■ OBJECTIVE ■
Revise the items starting at the line containing "on the rust" and ending at the line containing "x=549, y=324", replacing "street lamp" with "lamp post" and leaving everything else unchanged. Return only those lines.

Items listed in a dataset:
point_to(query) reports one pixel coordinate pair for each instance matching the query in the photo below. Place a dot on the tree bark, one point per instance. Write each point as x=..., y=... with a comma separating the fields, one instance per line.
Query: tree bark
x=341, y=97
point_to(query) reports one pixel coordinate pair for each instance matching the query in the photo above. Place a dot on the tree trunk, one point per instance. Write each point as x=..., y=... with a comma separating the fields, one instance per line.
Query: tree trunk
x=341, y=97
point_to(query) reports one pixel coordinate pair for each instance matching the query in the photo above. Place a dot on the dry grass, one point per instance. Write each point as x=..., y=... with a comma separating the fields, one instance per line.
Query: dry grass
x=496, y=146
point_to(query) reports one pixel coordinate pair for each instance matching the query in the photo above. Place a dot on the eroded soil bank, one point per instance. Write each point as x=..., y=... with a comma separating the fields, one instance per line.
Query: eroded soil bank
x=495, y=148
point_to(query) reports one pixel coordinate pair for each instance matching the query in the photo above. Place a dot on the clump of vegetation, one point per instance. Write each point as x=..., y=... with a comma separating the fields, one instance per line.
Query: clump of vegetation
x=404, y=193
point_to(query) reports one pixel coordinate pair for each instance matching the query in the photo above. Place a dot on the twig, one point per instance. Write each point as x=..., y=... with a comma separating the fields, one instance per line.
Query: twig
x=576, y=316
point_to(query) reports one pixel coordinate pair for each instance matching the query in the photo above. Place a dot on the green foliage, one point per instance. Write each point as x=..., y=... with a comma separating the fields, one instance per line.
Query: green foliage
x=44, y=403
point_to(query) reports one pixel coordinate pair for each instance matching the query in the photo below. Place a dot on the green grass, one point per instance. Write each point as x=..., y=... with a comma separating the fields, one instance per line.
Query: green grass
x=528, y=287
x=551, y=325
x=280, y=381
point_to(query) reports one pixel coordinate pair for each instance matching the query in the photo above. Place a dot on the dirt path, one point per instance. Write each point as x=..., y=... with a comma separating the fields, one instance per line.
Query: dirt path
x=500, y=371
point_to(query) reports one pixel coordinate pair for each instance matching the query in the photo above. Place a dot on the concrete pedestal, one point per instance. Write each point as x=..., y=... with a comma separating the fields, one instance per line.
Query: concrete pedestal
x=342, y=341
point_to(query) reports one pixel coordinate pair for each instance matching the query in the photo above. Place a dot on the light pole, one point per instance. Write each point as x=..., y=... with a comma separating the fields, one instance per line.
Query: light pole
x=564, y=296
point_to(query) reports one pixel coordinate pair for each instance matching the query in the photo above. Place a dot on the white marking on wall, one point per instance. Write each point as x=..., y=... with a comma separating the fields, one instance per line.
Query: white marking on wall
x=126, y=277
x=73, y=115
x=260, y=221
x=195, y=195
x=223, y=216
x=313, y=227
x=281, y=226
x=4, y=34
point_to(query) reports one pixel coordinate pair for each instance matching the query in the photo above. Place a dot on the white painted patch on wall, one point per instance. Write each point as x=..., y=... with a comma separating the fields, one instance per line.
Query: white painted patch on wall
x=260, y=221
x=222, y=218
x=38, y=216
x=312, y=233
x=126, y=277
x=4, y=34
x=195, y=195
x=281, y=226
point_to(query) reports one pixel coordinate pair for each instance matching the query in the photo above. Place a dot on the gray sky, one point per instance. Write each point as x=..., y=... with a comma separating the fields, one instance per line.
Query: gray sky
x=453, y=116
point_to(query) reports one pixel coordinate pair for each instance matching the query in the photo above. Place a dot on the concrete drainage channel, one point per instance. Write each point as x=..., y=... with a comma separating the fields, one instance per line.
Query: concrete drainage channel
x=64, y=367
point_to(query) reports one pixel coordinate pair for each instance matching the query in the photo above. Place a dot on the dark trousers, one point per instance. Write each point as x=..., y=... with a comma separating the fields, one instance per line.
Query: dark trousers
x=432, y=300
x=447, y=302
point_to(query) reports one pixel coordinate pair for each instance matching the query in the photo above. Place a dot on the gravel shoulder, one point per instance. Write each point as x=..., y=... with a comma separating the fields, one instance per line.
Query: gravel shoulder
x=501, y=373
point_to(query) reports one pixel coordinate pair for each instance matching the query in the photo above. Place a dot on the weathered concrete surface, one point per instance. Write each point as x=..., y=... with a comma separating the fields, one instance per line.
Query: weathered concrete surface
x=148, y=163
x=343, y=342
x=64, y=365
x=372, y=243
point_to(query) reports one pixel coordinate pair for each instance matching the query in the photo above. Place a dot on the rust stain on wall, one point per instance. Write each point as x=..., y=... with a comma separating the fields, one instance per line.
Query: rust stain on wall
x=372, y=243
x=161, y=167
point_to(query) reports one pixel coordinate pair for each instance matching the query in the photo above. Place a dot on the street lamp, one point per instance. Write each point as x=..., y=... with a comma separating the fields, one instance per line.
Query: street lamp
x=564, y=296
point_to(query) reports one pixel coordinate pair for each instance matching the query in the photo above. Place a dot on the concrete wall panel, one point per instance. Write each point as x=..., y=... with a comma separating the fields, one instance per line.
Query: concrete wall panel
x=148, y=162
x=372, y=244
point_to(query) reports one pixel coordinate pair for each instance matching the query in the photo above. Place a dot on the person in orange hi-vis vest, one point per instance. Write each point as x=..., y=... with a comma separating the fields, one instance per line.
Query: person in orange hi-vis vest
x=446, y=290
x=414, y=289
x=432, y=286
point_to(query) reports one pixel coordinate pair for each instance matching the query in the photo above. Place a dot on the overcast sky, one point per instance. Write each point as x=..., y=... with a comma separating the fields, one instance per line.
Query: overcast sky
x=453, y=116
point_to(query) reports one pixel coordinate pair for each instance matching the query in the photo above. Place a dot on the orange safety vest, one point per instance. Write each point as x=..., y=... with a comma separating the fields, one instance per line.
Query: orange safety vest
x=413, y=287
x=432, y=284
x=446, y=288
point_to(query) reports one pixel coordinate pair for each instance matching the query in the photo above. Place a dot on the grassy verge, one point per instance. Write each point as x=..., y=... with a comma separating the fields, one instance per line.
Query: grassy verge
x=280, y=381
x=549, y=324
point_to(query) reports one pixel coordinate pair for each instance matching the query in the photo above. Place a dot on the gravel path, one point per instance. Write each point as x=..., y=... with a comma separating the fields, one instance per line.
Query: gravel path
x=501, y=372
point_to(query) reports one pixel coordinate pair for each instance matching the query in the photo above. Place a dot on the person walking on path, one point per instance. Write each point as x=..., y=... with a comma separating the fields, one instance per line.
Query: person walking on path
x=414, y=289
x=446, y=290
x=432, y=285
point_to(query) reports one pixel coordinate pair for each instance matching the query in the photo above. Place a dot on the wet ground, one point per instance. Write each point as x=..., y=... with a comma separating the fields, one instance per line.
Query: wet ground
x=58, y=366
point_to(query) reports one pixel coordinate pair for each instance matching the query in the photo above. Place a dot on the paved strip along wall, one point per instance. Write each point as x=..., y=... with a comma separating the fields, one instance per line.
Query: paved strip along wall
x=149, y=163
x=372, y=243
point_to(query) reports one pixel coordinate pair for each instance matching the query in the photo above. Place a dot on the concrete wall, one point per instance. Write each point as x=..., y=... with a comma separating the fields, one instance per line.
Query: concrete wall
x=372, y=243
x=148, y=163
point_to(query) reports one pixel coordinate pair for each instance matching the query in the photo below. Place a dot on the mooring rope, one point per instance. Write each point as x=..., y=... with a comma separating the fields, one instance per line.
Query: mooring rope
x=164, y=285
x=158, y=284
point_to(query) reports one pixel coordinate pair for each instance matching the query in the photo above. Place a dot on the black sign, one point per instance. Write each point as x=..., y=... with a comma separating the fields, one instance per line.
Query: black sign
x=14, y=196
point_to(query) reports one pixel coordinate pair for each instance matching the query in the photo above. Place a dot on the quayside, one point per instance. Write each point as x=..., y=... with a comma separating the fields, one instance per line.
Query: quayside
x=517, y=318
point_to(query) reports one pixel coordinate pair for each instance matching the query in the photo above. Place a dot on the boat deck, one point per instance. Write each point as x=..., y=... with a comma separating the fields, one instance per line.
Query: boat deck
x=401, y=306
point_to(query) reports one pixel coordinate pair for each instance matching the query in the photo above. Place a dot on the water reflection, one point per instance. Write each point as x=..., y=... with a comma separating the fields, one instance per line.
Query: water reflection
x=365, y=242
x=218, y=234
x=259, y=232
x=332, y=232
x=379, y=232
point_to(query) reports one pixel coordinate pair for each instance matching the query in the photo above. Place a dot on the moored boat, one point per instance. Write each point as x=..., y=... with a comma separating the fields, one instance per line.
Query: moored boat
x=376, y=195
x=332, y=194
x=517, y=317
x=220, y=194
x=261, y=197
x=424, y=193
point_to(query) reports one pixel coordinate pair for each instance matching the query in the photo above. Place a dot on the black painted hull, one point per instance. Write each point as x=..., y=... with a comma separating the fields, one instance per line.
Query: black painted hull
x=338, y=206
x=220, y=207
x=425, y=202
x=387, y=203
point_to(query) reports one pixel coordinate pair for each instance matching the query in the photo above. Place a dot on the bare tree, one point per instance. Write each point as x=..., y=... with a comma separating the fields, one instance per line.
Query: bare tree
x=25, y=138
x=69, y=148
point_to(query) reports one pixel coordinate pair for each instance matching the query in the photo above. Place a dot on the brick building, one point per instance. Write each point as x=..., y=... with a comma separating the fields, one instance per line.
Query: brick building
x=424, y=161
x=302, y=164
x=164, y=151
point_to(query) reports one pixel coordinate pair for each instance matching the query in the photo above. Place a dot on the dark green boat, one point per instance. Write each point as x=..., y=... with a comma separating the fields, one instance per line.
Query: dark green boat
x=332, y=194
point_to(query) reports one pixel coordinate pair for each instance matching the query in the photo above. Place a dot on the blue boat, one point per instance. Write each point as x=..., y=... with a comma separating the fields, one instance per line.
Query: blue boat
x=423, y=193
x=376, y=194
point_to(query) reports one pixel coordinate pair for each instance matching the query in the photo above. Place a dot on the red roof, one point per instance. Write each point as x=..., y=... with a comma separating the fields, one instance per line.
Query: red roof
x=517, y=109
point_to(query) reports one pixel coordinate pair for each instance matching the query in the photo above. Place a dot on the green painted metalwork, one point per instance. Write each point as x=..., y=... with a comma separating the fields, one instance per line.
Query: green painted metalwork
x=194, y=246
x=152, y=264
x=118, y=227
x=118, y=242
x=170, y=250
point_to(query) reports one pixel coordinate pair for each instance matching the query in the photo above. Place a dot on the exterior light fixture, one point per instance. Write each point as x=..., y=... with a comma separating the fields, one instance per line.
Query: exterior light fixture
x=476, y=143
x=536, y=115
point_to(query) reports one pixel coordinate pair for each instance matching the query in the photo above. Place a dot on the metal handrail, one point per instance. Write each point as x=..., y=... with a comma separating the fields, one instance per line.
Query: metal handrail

■ WRITTEN RESPONSE ■
point_to(query) reports one pixel coordinate pair for each instance matching the query in the photo above. Place a dot on the rust stain on wall, one point per instance. Write each point as x=..., y=... with a comma separating the fields, one instance per line.
Query: rust stain on wall
x=372, y=243
x=161, y=167
point_to(query) reports one pixel coordinate pair for each instance matching the query in the photo above. Place a dot on the lamp post, one point per instance. Write each point as x=..., y=... with a comma separating the fields, one instance per line.
Query: lamp post
x=564, y=296
point_to(query) reports one pixel coordinate pair for each instance matching the query in the photo above. Place a dot on the concrete wall panel, one point per instance. Write each point as x=..., y=... with a comma separating the fields, one instance per line.
Query: concrete wall panel
x=148, y=162
x=372, y=244
point_to(query) reports one pixel coordinate pair for each instance matching the query in the photo above. Place a dot on the person in orange hi-vis vest, one point per instance. Write each point as x=..., y=... with a comma separating the fields, one instance per line.
Query: person in orange hi-vis vest
x=446, y=290
x=414, y=289
x=432, y=286
point_to(query) reports one pixel coordinate pair for each instance matching the query in the photo above. Place a dot on the overcast sky, one point per instance. Write each point as x=..., y=... with a comma separating the fields, one instance per line.
Query: overcast sky
x=453, y=116
point_to(query) reports one pixel coordinate pair for each instance matching the query in the photo above. Place a dot on the orange safety vest, one point per instance. Write each point as x=..., y=... with a comma separating the fields, one instance per line.
Query: orange safety vest
x=413, y=287
x=432, y=284
x=446, y=288
point_to(query) reports one pixel coordinate pair for each instance matching the query in the photo above. Place a dot on the grassy verge, one point per instance. Write each point as x=..., y=... with a comma separating the fields, one instance per line.
Query: grassy verge
x=280, y=381
x=549, y=324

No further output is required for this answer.